## REQUIRED WORK
Return the listing below in full, with every line exactly as it is.

* Begin LISTED ENTRIES *

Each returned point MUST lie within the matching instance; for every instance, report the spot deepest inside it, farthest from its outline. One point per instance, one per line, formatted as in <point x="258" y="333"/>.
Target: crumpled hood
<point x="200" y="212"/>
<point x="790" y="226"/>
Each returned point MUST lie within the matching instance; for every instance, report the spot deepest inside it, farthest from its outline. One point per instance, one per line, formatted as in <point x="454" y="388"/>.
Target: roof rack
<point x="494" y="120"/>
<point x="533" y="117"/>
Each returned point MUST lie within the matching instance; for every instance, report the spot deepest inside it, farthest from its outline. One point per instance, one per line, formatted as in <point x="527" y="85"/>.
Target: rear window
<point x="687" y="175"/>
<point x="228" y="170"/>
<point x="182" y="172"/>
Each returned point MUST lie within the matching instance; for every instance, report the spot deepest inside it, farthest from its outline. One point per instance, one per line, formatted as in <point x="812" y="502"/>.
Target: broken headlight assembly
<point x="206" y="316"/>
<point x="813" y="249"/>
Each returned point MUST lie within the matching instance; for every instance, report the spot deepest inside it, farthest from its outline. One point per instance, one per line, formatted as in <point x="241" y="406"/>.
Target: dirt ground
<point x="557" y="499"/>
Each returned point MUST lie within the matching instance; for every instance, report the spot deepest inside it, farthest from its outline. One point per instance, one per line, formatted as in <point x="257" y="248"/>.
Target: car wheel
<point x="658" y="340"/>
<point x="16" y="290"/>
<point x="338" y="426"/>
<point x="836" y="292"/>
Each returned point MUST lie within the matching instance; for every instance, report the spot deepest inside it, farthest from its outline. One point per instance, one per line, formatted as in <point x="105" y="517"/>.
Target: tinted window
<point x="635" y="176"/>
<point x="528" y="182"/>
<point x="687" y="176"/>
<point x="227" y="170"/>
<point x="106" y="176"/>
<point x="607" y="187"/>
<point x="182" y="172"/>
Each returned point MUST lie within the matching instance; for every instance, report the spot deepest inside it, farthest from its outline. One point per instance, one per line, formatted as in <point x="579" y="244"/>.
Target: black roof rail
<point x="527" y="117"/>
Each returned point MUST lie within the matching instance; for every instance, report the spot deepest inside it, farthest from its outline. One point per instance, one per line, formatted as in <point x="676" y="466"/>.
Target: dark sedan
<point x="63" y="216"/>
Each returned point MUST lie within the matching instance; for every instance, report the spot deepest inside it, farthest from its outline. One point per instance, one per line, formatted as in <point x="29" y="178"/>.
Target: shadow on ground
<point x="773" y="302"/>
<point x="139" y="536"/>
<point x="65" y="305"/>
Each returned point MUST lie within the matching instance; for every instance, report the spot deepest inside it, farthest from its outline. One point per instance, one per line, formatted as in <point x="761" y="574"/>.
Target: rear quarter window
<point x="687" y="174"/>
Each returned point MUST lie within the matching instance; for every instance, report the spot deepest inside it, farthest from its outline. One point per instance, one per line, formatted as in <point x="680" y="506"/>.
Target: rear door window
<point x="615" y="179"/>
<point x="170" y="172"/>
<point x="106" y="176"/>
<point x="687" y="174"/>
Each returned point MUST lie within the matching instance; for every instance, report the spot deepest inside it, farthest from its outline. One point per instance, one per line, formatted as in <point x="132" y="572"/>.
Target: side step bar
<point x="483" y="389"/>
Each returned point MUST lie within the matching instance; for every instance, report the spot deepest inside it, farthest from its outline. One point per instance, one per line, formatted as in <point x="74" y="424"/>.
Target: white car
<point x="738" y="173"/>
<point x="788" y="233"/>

* End LISTED ENTRIES *

## TASK SOLUTION
Each returned point MUST lie within the matching instance; for every instance, report the spot deepest inside it, farthest from its outline. One point per instance, one per line, formatted as in <point x="258" y="333"/>.
Target: crumpled hood
<point x="200" y="212"/>
<point x="790" y="226"/>
Each returned point MUST lie within the matching instance; for every instance, report the spot deepest inside it, farthest from its outline. One point per instance, one per line, formatted as in <point x="454" y="388"/>.
Target: roof rack
<point x="494" y="120"/>
<point x="533" y="117"/>
Each returned point MUST lie within the matching instance; for every instance, report the spot deepest inside it, farthest from its outline. One point per instance, one per line, formatted as in <point x="527" y="85"/>.
Target: rear window
<point x="687" y="175"/>
<point x="228" y="170"/>
<point x="182" y="172"/>
Each returned point MUST lie within the matching instance; for every instance, report the spot deepest inside it, farthest from its outline. One point per instance, one per line, formatted as in <point x="812" y="502"/>.
Target: broken headlight assembly
<point x="206" y="316"/>
<point x="813" y="249"/>
Each returned point MUST lie within the matching instance; for every instance, report the spot deepest inside it, farthest from its outline. One point per instance, one per line, formatted as in <point x="241" y="406"/>.
Target: dirt ground
<point x="557" y="499"/>
Each returned point MUST lie within the matching instance; for every instance, report the spot deepest inside it, farthest from its outline. One point per instance, one per line, formatted as in <point x="257" y="248"/>.
Target: car wheel
<point x="658" y="340"/>
<point x="16" y="290"/>
<point x="338" y="426"/>
<point x="836" y="292"/>
Each returned point MUST lie within the matching instance; for every instance, report the spot deepest inside it, farthest from its outline. One point per instance, one per line, formatted as in <point x="105" y="517"/>.
Target: tinted window
<point x="635" y="176"/>
<point x="528" y="182"/>
<point x="687" y="176"/>
<point x="227" y="170"/>
<point x="106" y="176"/>
<point x="607" y="187"/>
<point x="182" y="172"/>
Each returned point MUST lie within the matching instance; for every instance, report the spot deepest inside it, farthest from its outline. One point per instance, one per line, formatted as in <point x="579" y="244"/>.
Target: black roof rail
<point x="527" y="117"/>
Each returned point MUST lie within the matching instance; for every instance, report the spot deepest inside it, farthest from its outline. One point per instance, one per line, formatted as in <point x="676" y="466"/>.
Target: dark sedan
<point x="63" y="216"/>
Each returned point MUST lie within the matching instance; for every instance, report the spot deepest inside it, farthest from its outline. One point per instance, one per line, formatted as in <point x="29" y="178"/>.
Target: shadow on ground
<point x="773" y="302"/>
<point x="139" y="536"/>
<point x="65" y="305"/>
Each returned point MUST lie within the matching instance; for every instance, report the spot deepest inside it, farthest from its outline. One point per instance, one per line, formatted as in <point x="761" y="574"/>.
Target: rear quarter window
<point x="687" y="174"/>
Each returned point MUST lie within the matching instance; for every instance, report the spot deepest inside it, farthest from its outline. One point per instance, one per line, formatted as in <point x="680" y="506"/>.
Target: rear door window
<point x="615" y="179"/>
<point x="170" y="172"/>
<point x="106" y="176"/>
<point x="687" y="174"/>
Each returned point MUST lie within the matching instance; for every instance, report the spot deepest inside it, farthest from its outline. One point per instance, one per line, formatted as in <point x="132" y="572"/>.
Target: side step bar
<point x="483" y="389"/>
Each returned point MUST lie within the matching instance; for every instance, report the spot deepest inside it, farthest from its outline. One point per instance, one per line, formatted as in <point x="74" y="424"/>.
Target: white car
<point x="738" y="173"/>
<point x="788" y="233"/>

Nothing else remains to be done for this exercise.